§ Record excerpts:
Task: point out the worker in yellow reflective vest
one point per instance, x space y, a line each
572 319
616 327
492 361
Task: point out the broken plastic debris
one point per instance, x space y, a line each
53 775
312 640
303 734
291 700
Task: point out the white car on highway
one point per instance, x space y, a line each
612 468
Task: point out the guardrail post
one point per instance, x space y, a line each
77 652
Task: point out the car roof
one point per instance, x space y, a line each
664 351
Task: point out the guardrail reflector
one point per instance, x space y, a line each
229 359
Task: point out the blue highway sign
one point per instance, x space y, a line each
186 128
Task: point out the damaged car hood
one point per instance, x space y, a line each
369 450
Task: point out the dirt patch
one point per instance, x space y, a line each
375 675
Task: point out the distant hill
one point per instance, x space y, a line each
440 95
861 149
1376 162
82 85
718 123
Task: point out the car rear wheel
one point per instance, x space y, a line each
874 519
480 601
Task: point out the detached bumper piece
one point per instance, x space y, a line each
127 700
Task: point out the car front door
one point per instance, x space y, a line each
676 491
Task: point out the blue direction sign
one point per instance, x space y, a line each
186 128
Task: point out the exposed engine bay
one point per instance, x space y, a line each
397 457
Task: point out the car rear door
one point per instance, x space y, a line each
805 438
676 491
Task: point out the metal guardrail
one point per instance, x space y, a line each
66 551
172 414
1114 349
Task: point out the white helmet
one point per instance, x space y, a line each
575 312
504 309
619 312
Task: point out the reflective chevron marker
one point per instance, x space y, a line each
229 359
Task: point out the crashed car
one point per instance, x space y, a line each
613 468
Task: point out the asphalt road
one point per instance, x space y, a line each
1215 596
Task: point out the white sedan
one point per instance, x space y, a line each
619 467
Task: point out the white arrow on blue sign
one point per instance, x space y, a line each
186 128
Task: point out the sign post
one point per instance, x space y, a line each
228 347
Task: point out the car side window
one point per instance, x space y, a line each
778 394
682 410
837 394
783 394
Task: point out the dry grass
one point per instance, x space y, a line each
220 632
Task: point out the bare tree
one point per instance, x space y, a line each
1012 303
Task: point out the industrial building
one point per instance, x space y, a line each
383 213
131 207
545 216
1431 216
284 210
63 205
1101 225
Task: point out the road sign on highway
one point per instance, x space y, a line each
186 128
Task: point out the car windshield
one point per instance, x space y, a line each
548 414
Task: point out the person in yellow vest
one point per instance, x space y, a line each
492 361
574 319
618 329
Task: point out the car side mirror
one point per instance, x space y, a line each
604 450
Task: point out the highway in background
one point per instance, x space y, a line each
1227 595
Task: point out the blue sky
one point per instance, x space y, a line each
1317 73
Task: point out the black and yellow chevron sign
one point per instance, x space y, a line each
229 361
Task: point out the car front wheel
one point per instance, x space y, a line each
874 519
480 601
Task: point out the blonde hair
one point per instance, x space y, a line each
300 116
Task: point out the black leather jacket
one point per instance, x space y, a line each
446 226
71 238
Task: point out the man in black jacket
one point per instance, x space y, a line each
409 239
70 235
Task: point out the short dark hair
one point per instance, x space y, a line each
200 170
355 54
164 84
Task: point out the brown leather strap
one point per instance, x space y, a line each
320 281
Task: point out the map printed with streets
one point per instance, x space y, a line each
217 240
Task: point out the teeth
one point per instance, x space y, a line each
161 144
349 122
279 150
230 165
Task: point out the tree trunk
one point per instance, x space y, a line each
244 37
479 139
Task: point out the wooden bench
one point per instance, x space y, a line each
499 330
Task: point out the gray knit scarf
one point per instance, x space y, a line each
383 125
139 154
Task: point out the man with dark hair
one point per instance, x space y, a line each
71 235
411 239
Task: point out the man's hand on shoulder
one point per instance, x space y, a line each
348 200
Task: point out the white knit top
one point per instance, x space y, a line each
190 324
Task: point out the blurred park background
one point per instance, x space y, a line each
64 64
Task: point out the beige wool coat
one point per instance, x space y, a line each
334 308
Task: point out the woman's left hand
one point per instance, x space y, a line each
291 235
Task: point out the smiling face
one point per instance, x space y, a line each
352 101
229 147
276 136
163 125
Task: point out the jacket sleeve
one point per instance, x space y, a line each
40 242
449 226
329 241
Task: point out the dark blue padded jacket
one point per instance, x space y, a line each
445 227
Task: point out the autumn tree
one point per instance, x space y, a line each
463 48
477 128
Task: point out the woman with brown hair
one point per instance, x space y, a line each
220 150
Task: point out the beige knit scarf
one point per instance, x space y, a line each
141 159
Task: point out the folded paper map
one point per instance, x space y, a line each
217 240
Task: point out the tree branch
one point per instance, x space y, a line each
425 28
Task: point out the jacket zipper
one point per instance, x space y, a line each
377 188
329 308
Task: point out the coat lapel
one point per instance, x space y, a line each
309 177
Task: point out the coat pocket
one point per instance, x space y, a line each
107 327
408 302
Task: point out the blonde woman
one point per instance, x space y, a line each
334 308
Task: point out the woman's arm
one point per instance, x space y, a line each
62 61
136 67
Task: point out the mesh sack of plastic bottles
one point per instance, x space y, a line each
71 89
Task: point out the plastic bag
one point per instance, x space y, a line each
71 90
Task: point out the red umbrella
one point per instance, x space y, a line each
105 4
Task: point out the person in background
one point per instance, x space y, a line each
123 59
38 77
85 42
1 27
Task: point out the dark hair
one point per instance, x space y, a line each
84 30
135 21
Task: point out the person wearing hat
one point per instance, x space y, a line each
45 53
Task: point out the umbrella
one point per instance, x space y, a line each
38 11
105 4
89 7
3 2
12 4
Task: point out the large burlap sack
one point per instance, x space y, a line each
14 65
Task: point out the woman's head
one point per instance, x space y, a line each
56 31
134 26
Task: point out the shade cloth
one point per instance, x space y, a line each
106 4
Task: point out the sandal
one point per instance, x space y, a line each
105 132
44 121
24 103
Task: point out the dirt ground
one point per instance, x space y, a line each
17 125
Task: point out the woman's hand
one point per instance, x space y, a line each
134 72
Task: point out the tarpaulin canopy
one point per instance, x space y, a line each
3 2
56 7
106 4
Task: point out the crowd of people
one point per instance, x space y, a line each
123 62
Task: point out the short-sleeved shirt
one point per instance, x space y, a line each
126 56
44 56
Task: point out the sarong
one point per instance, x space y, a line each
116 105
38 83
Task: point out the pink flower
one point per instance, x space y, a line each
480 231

* * *

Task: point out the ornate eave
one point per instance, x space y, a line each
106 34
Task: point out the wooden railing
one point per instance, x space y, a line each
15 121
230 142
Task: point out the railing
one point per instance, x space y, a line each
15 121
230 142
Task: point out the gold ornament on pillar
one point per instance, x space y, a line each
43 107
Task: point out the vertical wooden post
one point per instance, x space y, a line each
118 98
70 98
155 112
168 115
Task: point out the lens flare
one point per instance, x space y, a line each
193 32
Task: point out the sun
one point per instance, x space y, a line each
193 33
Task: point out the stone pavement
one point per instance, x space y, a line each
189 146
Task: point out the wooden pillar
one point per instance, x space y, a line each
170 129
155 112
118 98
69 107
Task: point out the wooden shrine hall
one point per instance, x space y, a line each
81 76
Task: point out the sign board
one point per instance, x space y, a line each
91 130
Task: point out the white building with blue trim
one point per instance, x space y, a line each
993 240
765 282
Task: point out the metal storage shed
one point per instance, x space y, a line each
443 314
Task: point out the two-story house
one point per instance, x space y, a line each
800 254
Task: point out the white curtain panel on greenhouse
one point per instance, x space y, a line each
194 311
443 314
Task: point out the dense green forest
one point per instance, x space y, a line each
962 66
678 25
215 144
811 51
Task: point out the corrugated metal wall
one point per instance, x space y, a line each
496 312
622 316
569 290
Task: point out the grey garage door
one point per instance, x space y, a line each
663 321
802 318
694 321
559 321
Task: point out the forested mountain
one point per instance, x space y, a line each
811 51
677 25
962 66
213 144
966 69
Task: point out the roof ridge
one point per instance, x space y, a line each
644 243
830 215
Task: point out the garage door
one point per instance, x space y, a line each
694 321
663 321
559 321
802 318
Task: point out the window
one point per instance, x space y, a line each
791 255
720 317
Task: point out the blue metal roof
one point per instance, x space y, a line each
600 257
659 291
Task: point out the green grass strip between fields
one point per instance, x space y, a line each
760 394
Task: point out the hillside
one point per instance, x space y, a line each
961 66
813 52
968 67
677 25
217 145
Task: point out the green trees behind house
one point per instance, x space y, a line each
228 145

§ Set task: List every line of the material above that contains the word "brown", copying each line in full.

§ Finished task:
Task: point out the brown leather strap
Task: point out the woman with brown hair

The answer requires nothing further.